AUFGABENSTELLUNG
Gib alle folgenden Einträge Wort für Wort wieder und lass dabei die Bilder weg.

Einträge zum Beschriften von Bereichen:

___

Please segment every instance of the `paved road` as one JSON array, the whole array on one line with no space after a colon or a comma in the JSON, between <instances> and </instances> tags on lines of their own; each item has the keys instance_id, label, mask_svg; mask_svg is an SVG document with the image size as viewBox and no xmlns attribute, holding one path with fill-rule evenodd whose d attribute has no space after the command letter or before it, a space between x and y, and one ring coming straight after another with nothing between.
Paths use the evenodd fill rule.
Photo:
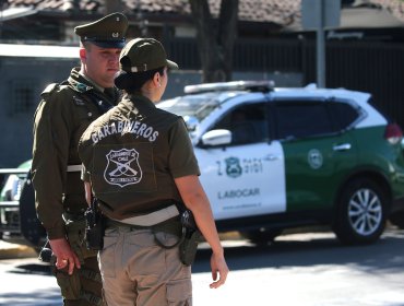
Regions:
<instances>
[{"instance_id":1,"label":"paved road","mask_svg":"<svg viewBox=\"0 0 404 306\"><path fill-rule=\"evenodd\" d=\"M194 306L404 306L404 231L361 247L341 246L329 233L282 236L266 247L225 245L231 272L218 290L209 289L210 251L198 252ZM61 305L47 268L35 258L0 260L0 305Z\"/></svg>"}]
</instances>

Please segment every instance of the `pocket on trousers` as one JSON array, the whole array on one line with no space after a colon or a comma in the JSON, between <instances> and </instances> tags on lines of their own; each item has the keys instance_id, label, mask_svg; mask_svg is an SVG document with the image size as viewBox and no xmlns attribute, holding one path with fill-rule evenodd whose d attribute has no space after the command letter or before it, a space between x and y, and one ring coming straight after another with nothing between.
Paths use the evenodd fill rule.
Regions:
<instances>
[{"instance_id":1,"label":"pocket on trousers","mask_svg":"<svg viewBox=\"0 0 404 306\"><path fill-rule=\"evenodd\" d=\"M192 306L191 279L170 281L167 284L168 305Z\"/></svg>"},{"instance_id":2,"label":"pocket on trousers","mask_svg":"<svg viewBox=\"0 0 404 306\"><path fill-rule=\"evenodd\" d=\"M104 248L99 251L99 270L103 278L115 278L115 246L117 245L117 229L106 229Z\"/></svg>"},{"instance_id":3,"label":"pocket on trousers","mask_svg":"<svg viewBox=\"0 0 404 306\"><path fill-rule=\"evenodd\" d=\"M80 298L81 283L78 270L74 269L72 275L69 275L63 271L57 271L56 280L60 287L61 294L66 299Z\"/></svg>"}]
</instances>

___

LÖSUNG
Please segment every instance of the `paved road` as one JSON array, the whole array on one line with no space after a colon or a comma in the JSON, between <instances> and </instances> tags on lines of their own; each item has the keys instance_id, label, mask_svg; mask_svg is an SVG document with the image size as viewBox and no xmlns attribute, holding one path with fill-rule evenodd whose d attribute has no space after the command letter or before it, a space between x and y, and one ring coming straight after another with nothing between.
Paths use the evenodd fill rule.
Photo:
Regions:
<instances>
[{"instance_id":1,"label":"paved road","mask_svg":"<svg viewBox=\"0 0 404 306\"><path fill-rule=\"evenodd\" d=\"M194 306L404 306L404 231L361 247L341 246L329 233L282 236L266 247L225 245L231 272L218 290L209 289L210 251L198 252ZM61 305L47 268L35 258L0 260L0 305Z\"/></svg>"}]
</instances>

Please segment every instance of the `pocket on trousers` as one JSON array, the whole array on one line with no space after a colon or a comma in the JSON, between <instances> and </instances> tags on lines of their own; each item has the keys instance_id, label, mask_svg; mask_svg is an SVG document with the image size as viewBox and no xmlns attribute, holding one path with fill-rule evenodd whose d attribute has no space after the command letter or before it, a space between x and y, and one ring coming straight after another with nothing between.
Paths use the evenodd fill rule.
Regions:
<instances>
[{"instance_id":1,"label":"pocket on trousers","mask_svg":"<svg viewBox=\"0 0 404 306\"><path fill-rule=\"evenodd\" d=\"M192 306L191 279L170 281L167 284L168 305Z\"/></svg>"},{"instance_id":2,"label":"pocket on trousers","mask_svg":"<svg viewBox=\"0 0 404 306\"><path fill-rule=\"evenodd\" d=\"M104 248L99 251L99 270L103 278L115 278L115 246L117 245L117 229L106 229Z\"/></svg>"},{"instance_id":3,"label":"pocket on trousers","mask_svg":"<svg viewBox=\"0 0 404 306\"><path fill-rule=\"evenodd\" d=\"M80 298L81 283L78 270L74 269L72 275L69 275L63 271L57 271L56 280L60 287L61 294L66 299Z\"/></svg>"}]
</instances>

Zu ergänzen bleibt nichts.